## BEGIN SELECTION
Re is a remix album by French pop rock group Les Rita Mitsouko. It was released in 1990 and includes the singles "Hip Kit" and "Don't Forget the Nite". The album is compilation of new remixes, 12" single remixes and a new re-recording.

Receiving mixed reviews the album was originally released as a Double-LP, 5x12" single, Cassette and CD in October 1990. The artwork was designed by Judith E. Christ with photography by Stephane Sednaoui. Catherine Ringer and Fred Chichin pose in clothing designed by Jean-Paul Gaultier.

Conception
The album was conceived by Fred Chichin as a remix project material from the group's first three studio albums (Rita Mitsouko (1984), The No Comprendo (1986) and Marc & Robert (1988)). Chichin remixed half of the material under the alias 'Fat Freddy'. The remaining tracks are remixes by William Orbit, Mark Moore and Jesse Johnson compiled from former singles. The group's 1982 single "Don't Forget the Nite" was completely re-recorded for the project with producer Tony Visconti.
## END SELECTION
## BEGIN GIVEN DATA
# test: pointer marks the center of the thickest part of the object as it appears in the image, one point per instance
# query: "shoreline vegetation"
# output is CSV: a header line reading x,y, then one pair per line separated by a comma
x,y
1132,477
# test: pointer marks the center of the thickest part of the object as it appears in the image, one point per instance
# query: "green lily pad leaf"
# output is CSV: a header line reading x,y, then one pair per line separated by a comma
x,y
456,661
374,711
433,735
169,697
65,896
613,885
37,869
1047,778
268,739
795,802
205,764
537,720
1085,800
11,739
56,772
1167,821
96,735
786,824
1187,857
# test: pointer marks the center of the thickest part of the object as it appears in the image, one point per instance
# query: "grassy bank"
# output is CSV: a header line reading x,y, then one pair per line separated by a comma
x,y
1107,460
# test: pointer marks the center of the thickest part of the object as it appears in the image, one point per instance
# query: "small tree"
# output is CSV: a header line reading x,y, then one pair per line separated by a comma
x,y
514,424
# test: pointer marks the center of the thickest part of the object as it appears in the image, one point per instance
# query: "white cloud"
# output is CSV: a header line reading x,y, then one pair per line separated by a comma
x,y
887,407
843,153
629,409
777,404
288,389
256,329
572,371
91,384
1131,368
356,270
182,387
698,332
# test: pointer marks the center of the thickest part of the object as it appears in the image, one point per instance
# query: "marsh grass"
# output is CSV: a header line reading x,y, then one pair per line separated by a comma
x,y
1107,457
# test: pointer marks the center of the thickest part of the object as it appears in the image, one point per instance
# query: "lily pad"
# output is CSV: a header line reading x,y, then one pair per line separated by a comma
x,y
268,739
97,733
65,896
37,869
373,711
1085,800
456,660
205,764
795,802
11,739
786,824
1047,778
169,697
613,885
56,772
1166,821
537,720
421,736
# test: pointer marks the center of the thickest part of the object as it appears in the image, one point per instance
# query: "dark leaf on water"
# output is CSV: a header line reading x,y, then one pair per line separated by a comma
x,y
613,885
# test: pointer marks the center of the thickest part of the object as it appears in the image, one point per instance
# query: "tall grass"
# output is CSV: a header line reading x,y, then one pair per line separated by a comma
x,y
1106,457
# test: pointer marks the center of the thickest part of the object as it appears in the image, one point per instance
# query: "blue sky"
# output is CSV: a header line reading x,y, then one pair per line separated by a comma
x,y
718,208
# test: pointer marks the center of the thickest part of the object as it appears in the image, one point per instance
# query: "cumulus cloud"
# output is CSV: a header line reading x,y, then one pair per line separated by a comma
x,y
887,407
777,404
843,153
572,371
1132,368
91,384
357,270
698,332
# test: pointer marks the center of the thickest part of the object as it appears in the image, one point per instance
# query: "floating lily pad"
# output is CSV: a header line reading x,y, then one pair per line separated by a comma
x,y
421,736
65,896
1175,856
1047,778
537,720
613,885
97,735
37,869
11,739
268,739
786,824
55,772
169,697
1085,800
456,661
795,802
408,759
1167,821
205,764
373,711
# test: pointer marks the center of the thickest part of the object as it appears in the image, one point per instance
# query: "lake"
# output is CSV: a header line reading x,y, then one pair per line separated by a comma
## END GIVEN DATA
_GIVEN INSTRUCTION 1:_ Using the text on the album Re, decide whether each statement below agrees with it: (a) The album first came out in October 1990. (b) Fred Chichin remixed all of the material himself. (c) "Don't Forget the Nite" was re-recorded with producer Tony Visconti. Answer yes or no for each and quote the deciding words.
_GIVEN INSTRUCTION 2:_ Please copy the text on the album Re word for word, from "Re is a remix" to "a new re-recording.".

_WRITTEN REPLY 1:_
(a) Yes: "originally released as a Double-LP, 5x12" single, Cassette and CD in October 1990"
(b) No: "Chichin remixed half of the material under the alias 'Fat Freddy'"
(c) Yes: "completely re-recorded for the project with producer Tony Visconti"

_WRITTEN REPLY 2:_
Re is a remix album by French pop rock group Les Rita Mitsouko. It was released in 1990 and includes the singles "Hip Kit" and "Don't Forget the Nite". The album is compilation of new remixes, 12" single remixes and a new re-recording.